- ABOUT THIS TASK
Find the line in the entries below that contains "q: fabric upholstery texture". Repeat it exactly, and every line after it through the line that contains "q: white toilet paper roll".

- MATERIAL FOR THE TASK
# # # # # # #
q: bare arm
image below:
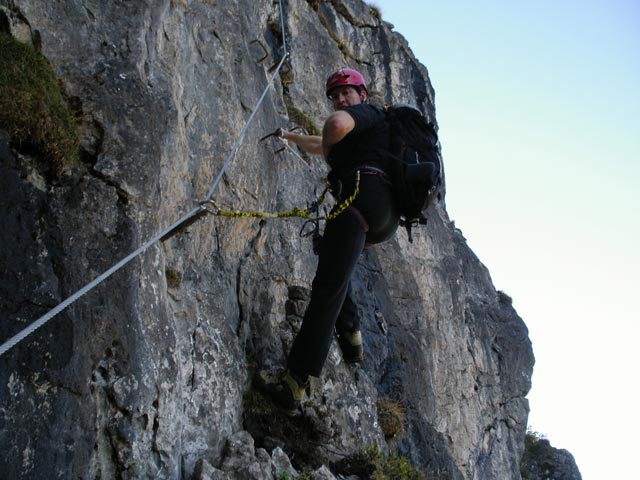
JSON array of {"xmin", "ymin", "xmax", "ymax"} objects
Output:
[
  {"xmin": 280, "ymin": 110, "xmax": 355, "ymax": 160},
  {"xmin": 321, "ymin": 111, "xmax": 355, "ymax": 159},
  {"xmin": 281, "ymin": 130, "xmax": 323, "ymax": 156}
]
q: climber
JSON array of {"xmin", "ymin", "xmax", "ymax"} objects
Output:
[{"xmin": 259, "ymin": 68, "xmax": 400, "ymax": 410}]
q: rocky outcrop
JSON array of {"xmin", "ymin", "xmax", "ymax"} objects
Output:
[
  {"xmin": 0, "ymin": 1, "xmax": 534, "ymax": 479},
  {"xmin": 521, "ymin": 434, "xmax": 583, "ymax": 480}
]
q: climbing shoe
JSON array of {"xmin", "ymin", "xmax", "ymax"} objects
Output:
[
  {"xmin": 256, "ymin": 369, "xmax": 309, "ymax": 412},
  {"xmin": 337, "ymin": 329, "xmax": 364, "ymax": 364}
]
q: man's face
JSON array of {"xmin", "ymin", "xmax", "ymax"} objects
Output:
[{"xmin": 328, "ymin": 86, "xmax": 366, "ymax": 110}]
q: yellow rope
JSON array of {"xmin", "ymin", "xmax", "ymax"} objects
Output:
[{"xmin": 203, "ymin": 171, "xmax": 360, "ymax": 222}]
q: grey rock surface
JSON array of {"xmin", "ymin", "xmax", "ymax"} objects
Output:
[
  {"xmin": 521, "ymin": 436, "xmax": 583, "ymax": 480},
  {"xmin": 1, "ymin": 1, "xmax": 539, "ymax": 479}
]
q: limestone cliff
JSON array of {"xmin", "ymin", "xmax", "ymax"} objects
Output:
[
  {"xmin": 520, "ymin": 434, "xmax": 583, "ymax": 480},
  {"xmin": 0, "ymin": 1, "xmax": 535, "ymax": 479}
]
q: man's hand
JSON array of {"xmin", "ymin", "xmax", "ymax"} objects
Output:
[{"xmin": 281, "ymin": 129, "xmax": 323, "ymax": 156}]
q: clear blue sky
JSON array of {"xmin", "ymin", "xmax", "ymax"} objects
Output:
[{"xmin": 371, "ymin": 1, "xmax": 640, "ymax": 478}]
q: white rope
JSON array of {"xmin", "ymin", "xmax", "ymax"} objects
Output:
[{"xmin": 0, "ymin": 0, "xmax": 290, "ymax": 358}]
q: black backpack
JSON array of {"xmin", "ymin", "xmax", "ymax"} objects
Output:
[{"xmin": 385, "ymin": 104, "xmax": 443, "ymax": 242}]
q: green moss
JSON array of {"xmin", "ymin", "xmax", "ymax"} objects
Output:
[
  {"xmin": 0, "ymin": 33, "xmax": 79, "ymax": 173},
  {"xmin": 283, "ymin": 96, "xmax": 320, "ymax": 136},
  {"xmin": 242, "ymin": 389, "xmax": 275, "ymax": 416}
]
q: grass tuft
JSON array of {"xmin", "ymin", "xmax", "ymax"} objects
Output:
[
  {"xmin": 376, "ymin": 398, "xmax": 406, "ymax": 440},
  {"xmin": 0, "ymin": 33, "xmax": 79, "ymax": 173}
]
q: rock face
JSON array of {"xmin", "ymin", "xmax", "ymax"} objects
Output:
[
  {"xmin": 521, "ymin": 435, "xmax": 583, "ymax": 480},
  {"xmin": 0, "ymin": 1, "xmax": 535, "ymax": 479}
]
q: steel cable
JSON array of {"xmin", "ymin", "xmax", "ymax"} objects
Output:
[{"xmin": 0, "ymin": 0, "xmax": 289, "ymax": 358}]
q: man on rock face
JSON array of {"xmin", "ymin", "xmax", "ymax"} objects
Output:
[{"xmin": 260, "ymin": 68, "xmax": 399, "ymax": 410}]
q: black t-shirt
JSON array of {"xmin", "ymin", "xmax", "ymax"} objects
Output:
[{"xmin": 327, "ymin": 104, "xmax": 390, "ymax": 178}]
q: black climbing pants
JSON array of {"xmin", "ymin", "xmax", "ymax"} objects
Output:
[{"xmin": 287, "ymin": 173, "xmax": 398, "ymax": 378}]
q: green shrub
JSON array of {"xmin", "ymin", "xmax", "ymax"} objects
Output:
[
  {"xmin": 367, "ymin": 446, "xmax": 426, "ymax": 480},
  {"xmin": 497, "ymin": 290, "xmax": 513, "ymax": 305},
  {"xmin": 521, "ymin": 428, "xmax": 553, "ymax": 479},
  {"xmin": 0, "ymin": 33, "xmax": 79, "ymax": 172}
]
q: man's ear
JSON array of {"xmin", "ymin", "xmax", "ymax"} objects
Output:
[{"xmin": 359, "ymin": 89, "xmax": 368, "ymax": 103}]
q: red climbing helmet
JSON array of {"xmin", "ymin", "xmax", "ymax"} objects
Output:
[{"xmin": 325, "ymin": 68, "xmax": 368, "ymax": 98}]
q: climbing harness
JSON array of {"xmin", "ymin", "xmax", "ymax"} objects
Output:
[{"xmin": 0, "ymin": 0, "xmax": 317, "ymax": 358}]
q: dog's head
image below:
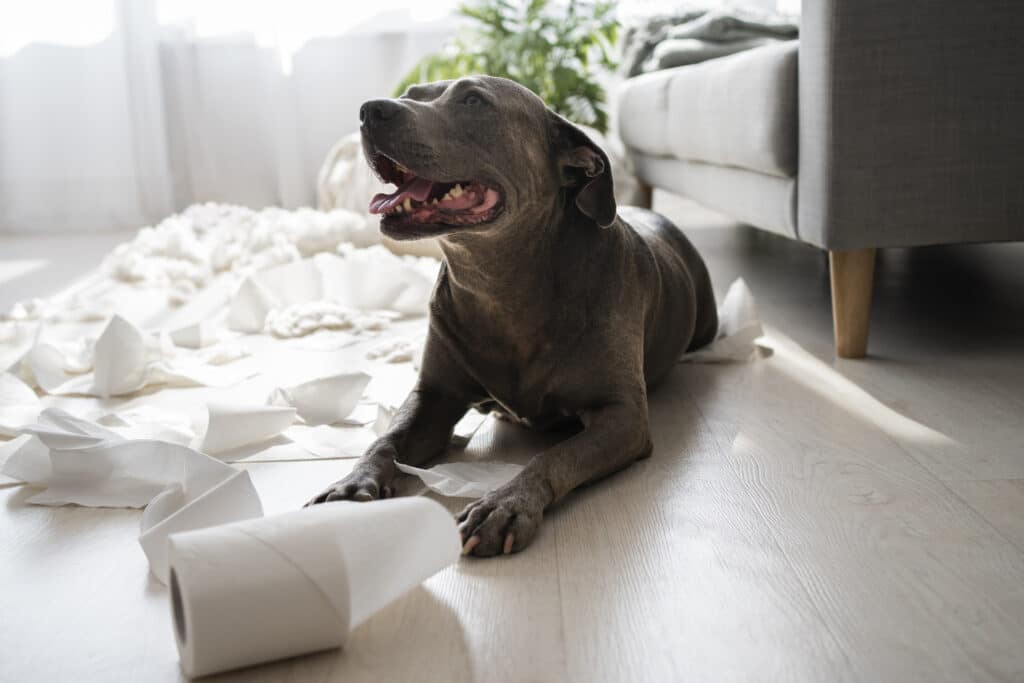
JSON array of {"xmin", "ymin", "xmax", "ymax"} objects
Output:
[{"xmin": 360, "ymin": 75, "xmax": 615, "ymax": 241}]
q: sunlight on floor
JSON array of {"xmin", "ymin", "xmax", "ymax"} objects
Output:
[{"xmin": 762, "ymin": 326, "xmax": 957, "ymax": 448}]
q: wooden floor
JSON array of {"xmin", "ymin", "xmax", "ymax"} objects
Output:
[{"xmin": 3, "ymin": 197, "xmax": 1024, "ymax": 682}]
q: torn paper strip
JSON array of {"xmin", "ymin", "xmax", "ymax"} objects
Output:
[
  {"xmin": 680, "ymin": 278, "xmax": 765, "ymax": 363},
  {"xmin": 395, "ymin": 461, "xmax": 524, "ymax": 498},
  {"xmin": 373, "ymin": 403, "xmax": 397, "ymax": 436}
]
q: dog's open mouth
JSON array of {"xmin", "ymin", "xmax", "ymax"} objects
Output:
[{"xmin": 367, "ymin": 154, "xmax": 502, "ymax": 226}]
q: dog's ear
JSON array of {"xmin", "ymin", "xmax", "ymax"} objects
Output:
[{"xmin": 549, "ymin": 112, "xmax": 616, "ymax": 228}]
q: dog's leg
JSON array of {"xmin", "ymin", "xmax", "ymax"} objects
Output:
[
  {"xmin": 457, "ymin": 397, "xmax": 650, "ymax": 557},
  {"xmin": 306, "ymin": 387, "xmax": 468, "ymax": 504}
]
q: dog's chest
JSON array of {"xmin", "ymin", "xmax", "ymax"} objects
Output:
[{"xmin": 463, "ymin": 338, "xmax": 578, "ymax": 425}]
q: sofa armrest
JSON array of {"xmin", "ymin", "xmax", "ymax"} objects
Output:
[{"xmin": 798, "ymin": 0, "xmax": 1024, "ymax": 249}]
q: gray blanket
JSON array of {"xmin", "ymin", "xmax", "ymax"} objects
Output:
[{"xmin": 620, "ymin": 8, "xmax": 799, "ymax": 76}]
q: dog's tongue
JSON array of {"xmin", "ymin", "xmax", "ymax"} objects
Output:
[{"xmin": 369, "ymin": 176, "xmax": 434, "ymax": 214}]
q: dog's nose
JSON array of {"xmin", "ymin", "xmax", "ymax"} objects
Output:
[{"xmin": 359, "ymin": 99, "xmax": 401, "ymax": 127}]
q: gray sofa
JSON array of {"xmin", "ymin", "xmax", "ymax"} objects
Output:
[{"xmin": 617, "ymin": 1, "xmax": 1024, "ymax": 357}]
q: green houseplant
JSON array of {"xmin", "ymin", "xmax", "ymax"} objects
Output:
[{"xmin": 393, "ymin": 0, "xmax": 619, "ymax": 133}]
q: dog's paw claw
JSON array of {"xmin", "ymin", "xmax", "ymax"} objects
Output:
[
  {"xmin": 457, "ymin": 487, "xmax": 543, "ymax": 557},
  {"xmin": 306, "ymin": 467, "xmax": 390, "ymax": 507}
]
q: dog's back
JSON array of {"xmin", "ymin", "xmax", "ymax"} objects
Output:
[{"xmin": 618, "ymin": 206, "xmax": 718, "ymax": 385}]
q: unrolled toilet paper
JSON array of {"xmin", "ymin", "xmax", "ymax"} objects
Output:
[{"xmin": 167, "ymin": 497, "xmax": 460, "ymax": 678}]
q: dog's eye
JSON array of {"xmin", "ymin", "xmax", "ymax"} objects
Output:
[{"xmin": 462, "ymin": 92, "xmax": 483, "ymax": 106}]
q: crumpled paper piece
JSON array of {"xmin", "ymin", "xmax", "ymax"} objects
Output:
[
  {"xmin": 0, "ymin": 372, "xmax": 41, "ymax": 437},
  {"xmin": 200, "ymin": 402, "xmax": 298, "ymax": 454},
  {"xmin": 372, "ymin": 403, "xmax": 398, "ymax": 437},
  {"xmin": 0, "ymin": 408, "xmax": 263, "ymax": 583},
  {"xmin": 680, "ymin": 278, "xmax": 765, "ymax": 363},
  {"xmin": 228, "ymin": 249, "xmax": 438, "ymax": 335},
  {"xmin": 340, "ymin": 402, "xmax": 378, "ymax": 426},
  {"xmin": 395, "ymin": 461, "xmax": 524, "ymax": 498},
  {"xmin": 199, "ymin": 372, "xmax": 374, "ymax": 457},
  {"xmin": 17, "ymin": 315, "xmax": 254, "ymax": 397},
  {"xmin": 268, "ymin": 372, "xmax": 371, "ymax": 426},
  {"xmin": 169, "ymin": 319, "xmax": 221, "ymax": 349},
  {"xmin": 96, "ymin": 406, "xmax": 197, "ymax": 445}
]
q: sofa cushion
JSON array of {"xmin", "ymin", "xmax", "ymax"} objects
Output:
[{"xmin": 618, "ymin": 41, "xmax": 798, "ymax": 178}]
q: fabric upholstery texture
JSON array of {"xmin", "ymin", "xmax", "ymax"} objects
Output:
[
  {"xmin": 797, "ymin": 0, "xmax": 1024, "ymax": 249},
  {"xmin": 619, "ymin": 41, "xmax": 798, "ymax": 178},
  {"xmin": 633, "ymin": 154, "xmax": 796, "ymax": 239},
  {"xmin": 619, "ymin": 0, "xmax": 1024, "ymax": 250}
]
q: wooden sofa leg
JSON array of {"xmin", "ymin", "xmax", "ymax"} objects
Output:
[{"xmin": 829, "ymin": 248, "xmax": 876, "ymax": 358}]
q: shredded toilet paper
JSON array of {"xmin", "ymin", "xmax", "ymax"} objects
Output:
[
  {"xmin": 169, "ymin": 320, "xmax": 221, "ymax": 349},
  {"xmin": 102, "ymin": 204, "xmax": 379, "ymax": 304},
  {"xmin": 365, "ymin": 337, "xmax": 421, "ymax": 363},
  {"xmin": 16, "ymin": 315, "xmax": 255, "ymax": 398},
  {"xmin": 197, "ymin": 372, "xmax": 375, "ymax": 457},
  {"xmin": 266, "ymin": 302, "xmax": 397, "ymax": 338},
  {"xmin": 228, "ymin": 250, "xmax": 439, "ymax": 336},
  {"xmin": 0, "ymin": 373, "xmax": 41, "ymax": 437},
  {"xmin": 396, "ymin": 460, "xmax": 524, "ymax": 498},
  {"xmin": 200, "ymin": 403, "xmax": 298, "ymax": 455},
  {"xmin": 680, "ymin": 278, "xmax": 765, "ymax": 363},
  {"xmin": 96, "ymin": 406, "xmax": 196, "ymax": 445},
  {"xmin": 267, "ymin": 372, "xmax": 371, "ymax": 426},
  {"xmin": 282, "ymin": 424, "xmax": 379, "ymax": 459},
  {"xmin": 0, "ymin": 408, "xmax": 263, "ymax": 583}
]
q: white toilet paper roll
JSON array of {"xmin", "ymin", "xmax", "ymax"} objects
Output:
[{"xmin": 167, "ymin": 497, "xmax": 460, "ymax": 678}]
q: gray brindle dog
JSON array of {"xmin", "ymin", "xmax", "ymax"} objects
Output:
[{"xmin": 308, "ymin": 76, "xmax": 717, "ymax": 557}]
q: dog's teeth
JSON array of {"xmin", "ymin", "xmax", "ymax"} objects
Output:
[
  {"xmin": 431, "ymin": 198, "xmax": 439, "ymax": 205},
  {"xmin": 396, "ymin": 163, "xmax": 408, "ymax": 173},
  {"xmin": 451, "ymin": 184, "xmax": 463, "ymax": 198},
  {"xmin": 402, "ymin": 198, "xmax": 412, "ymax": 212},
  {"xmin": 394, "ymin": 205, "xmax": 403, "ymax": 214},
  {"xmin": 442, "ymin": 192, "xmax": 453, "ymax": 201}
]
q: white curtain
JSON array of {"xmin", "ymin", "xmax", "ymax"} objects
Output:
[{"xmin": 0, "ymin": 0, "xmax": 457, "ymax": 233}]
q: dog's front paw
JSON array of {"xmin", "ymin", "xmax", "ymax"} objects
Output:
[
  {"xmin": 305, "ymin": 463, "xmax": 395, "ymax": 506},
  {"xmin": 456, "ymin": 482, "xmax": 545, "ymax": 557}
]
# # # # # # #
- TASK RESULT
q: fabric upholstery texture
JSON array of {"xmin", "ymin", "xmax", "ymax"} objects
Output:
[
  {"xmin": 797, "ymin": 0, "xmax": 1024, "ymax": 249},
  {"xmin": 619, "ymin": 41, "xmax": 798, "ymax": 178},
  {"xmin": 633, "ymin": 154, "xmax": 796, "ymax": 239},
  {"xmin": 619, "ymin": 0, "xmax": 1024, "ymax": 250}
]
q: wooden sofa leg
JSON array of {"xmin", "ymin", "xmax", "ymax"} objects
Output:
[{"xmin": 829, "ymin": 248, "xmax": 876, "ymax": 358}]
q: shredded toilet paper
JSON array of {"xmin", "ymin", "xmax", "ymax"} objects
Output:
[
  {"xmin": 169, "ymin": 320, "xmax": 221, "ymax": 349},
  {"xmin": 102, "ymin": 204, "xmax": 379, "ymax": 304},
  {"xmin": 365, "ymin": 337, "xmax": 421, "ymax": 363},
  {"xmin": 16, "ymin": 315, "xmax": 255, "ymax": 398},
  {"xmin": 197, "ymin": 372, "xmax": 375, "ymax": 457},
  {"xmin": 266, "ymin": 302, "xmax": 397, "ymax": 338},
  {"xmin": 228, "ymin": 250, "xmax": 439, "ymax": 336},
  {"xmin": 0, "ymin": 373, "xmax": 41, "ymax": 437},
  {"xmin": 396, "ymin": 460, "xmax": 524, "ymax": 498},
  {"xmin": 200, "ymin": 403, "xmax": 298, "ymax": 455},
  {"xmin": 680, "ymin": 278, "xmax": 765, "ymax": 363},
  {"xmin": 96, "ymin": 406, "xmax": 196, "ymax": 445},
  {"xmin": 267, "ymin": 372, "xmax": 371, "ymax": 426},
  {"xmin": 282, "ymin": 424, "xmax": 379, "ymax": 459},
  {"xmin": 0, "ymin": 408, "xmax": 263, "ymax": 583}
]
q: white toilet paper roll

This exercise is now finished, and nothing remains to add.